→ **INSTRUCTION**
Work out how many lines in the entries below contain the string "pillow", and reply with only that number.

(Data entries)

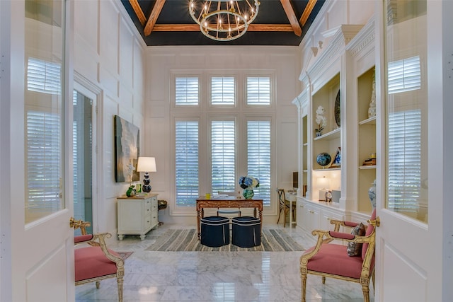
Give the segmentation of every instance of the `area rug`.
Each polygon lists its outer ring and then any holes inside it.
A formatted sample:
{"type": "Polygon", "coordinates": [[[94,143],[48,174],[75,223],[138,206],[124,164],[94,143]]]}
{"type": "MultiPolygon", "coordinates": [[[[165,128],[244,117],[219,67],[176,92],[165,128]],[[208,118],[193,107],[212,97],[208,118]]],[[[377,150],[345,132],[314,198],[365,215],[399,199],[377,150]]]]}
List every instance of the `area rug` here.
* * *
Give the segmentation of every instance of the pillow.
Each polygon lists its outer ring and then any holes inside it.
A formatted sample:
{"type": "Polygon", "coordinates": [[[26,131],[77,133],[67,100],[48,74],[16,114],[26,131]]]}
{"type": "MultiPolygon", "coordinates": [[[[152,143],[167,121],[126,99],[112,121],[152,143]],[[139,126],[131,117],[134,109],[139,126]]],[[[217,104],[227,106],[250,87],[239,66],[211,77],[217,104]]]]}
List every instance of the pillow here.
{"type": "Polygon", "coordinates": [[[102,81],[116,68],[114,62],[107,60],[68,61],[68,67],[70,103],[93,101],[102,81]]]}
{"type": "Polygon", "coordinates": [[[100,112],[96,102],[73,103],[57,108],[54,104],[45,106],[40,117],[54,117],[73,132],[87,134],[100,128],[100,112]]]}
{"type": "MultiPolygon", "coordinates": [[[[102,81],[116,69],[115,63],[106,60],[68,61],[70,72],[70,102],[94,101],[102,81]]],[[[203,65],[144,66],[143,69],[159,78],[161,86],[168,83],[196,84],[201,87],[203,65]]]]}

→ **WORKED SOLUTION**
2